◆ **THE TASK**: An exact copy of every record is needed, with all pictures omitted.

◆ **INFORMATION**:
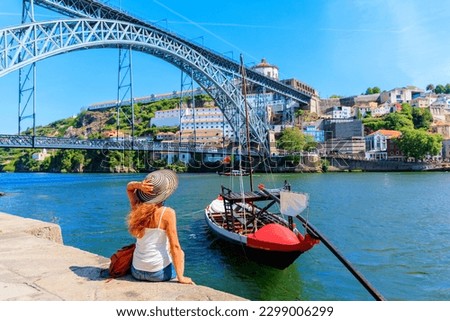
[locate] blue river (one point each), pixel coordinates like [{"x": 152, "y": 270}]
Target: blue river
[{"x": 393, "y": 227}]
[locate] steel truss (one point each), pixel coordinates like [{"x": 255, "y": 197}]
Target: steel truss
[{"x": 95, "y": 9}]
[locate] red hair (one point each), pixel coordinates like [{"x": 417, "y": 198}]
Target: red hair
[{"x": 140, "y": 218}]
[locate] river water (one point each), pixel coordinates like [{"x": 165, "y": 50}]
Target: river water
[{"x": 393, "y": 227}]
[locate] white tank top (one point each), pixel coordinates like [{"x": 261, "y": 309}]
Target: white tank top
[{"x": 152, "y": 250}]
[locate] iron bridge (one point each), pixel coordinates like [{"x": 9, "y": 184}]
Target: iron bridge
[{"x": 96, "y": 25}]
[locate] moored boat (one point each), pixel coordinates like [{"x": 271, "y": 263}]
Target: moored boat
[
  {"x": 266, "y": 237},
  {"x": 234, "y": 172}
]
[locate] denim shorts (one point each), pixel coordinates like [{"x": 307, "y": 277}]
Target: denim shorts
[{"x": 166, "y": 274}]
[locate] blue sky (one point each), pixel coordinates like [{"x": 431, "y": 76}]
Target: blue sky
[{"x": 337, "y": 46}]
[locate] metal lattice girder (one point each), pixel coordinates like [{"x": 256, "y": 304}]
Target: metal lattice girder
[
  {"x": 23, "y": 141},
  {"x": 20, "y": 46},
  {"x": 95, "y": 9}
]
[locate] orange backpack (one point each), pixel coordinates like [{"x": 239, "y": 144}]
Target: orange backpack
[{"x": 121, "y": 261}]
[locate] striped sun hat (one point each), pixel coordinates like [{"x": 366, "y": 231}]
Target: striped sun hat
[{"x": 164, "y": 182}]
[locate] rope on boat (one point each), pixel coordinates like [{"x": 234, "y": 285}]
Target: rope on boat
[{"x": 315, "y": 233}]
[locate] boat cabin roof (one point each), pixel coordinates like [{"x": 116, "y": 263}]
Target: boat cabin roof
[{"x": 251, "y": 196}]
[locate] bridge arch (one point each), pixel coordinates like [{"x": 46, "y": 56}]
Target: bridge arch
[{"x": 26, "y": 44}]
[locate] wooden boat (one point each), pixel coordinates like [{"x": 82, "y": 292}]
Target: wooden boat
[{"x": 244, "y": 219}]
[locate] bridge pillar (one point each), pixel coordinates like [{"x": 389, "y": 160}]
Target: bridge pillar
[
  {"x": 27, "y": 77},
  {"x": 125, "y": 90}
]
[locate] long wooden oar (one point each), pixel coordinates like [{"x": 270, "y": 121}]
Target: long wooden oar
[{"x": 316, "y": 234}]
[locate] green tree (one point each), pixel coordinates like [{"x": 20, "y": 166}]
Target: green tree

◆ **ANSWER TO THIS EXERCISE**:
[locate] blue river (one point each), pixel coordinates like [{"x": 152, "y": 270}]
Target: blue river
[{"x": 393, "y": 227}]
[locate] steel truss (one point each), pixel coordinates like [{"x": 255, "y": 197}]
Target: steel truss
[{"x": 95, "y": 9}]
[locate] red hair (one point each), pixel coordinates like [{"x": 417, "y": 198}]
Target: red hair
[{"x": 140, "y": 218}]
[locate] river water (one point each), pixel coordinates like [{"x": 165, "y": 50}]
Target: river water
[{"x": 393, "y": 227}]
[locate] white tank top (one point each), pixel coordinates like [{"x": 261, "y": 309}]
Target: white tank top
[{"x": 152, "y": 250}]
[locate] iron bridge (one point each), pixel coordinates like [{"x": 9, "y": 184}]
Target: iron bridge
[{"x": 96, "y": 25}]
[locate] moored boat (one point each), pixel coordinates like [{"x": 271, "y": 263}]
Target: moored boat
[
  {"x": 266, "y": 237},
  {"x": 234, "y": 172}
]
[locate] denim shorts (one point each), pixel coordinates like [{"x": 307, "y": 277}]
Target: denim shorts
[{"x": 166, "y": 274}]
[locate] blue sky (one point each), pixel coordinates like [{"x": 431, "y": 76}]
Target: blue sky
[{"x": 337, "y": 46}]
[locate] metal lattice girder (one point each), pixel coordinates like [{"x": 256, "y": 304}]
Target: metal lattice girder
[
  {"x": 23, "y": 141},
  {"x": 20, "y": 46},
  {"x": 95, "y": 9}
]
[locate] orange backpack (one point each), pixel coordinates like [{"x": 239, "y": 144}]
Target: orange backpack
[{"x": 121, "y": 261}]
[locate] striped sun hat (one point each), pixel coordinates like [{"x": 366, "y": 231}]
Target: striped sun hat
[{"x": 164, "y": 182}]
[locate] rope on boat (one point each), pixel coordinates like [{"x": 234, "y": 285}]
Target: rope on boat
[{"x": 315, "y": 233}]
[locate] boat cabin roof (one point each), pixel coordinates like [{"x": 116, "y": 263}]
Target: boat cabin roof
[{"x": 251, "y": 196}]
[locate] bridge arch (one point each), pixel coordinates like [{"x": 46, "y": 56}]
Target: bridge arch
[{"x": 26, "y": 44}]
[locate] wooden boat (one point each), pixel coordinates like [{"x": 82, "y": 292}]
Target: wooden boat
[{"x": 244, "y": 219}]
[locate] bridge pillar (one point each), pixel coordinates like [{"x": 389, "y": 160}]
Target: bridge pillar
[
  {"x": 27, "y": 77},
  {"x": 125, "y": 90}
]
[locate] long wooden oar (one point each), pixel coordinates like [{"x": 270, "y": 121}]
Target: long wooden oar
[{"x": 316, "y": 234}]
[locate] green tree (one point each), pixel coordinates like [{"x": 20, "y": 166}]
Target: green tree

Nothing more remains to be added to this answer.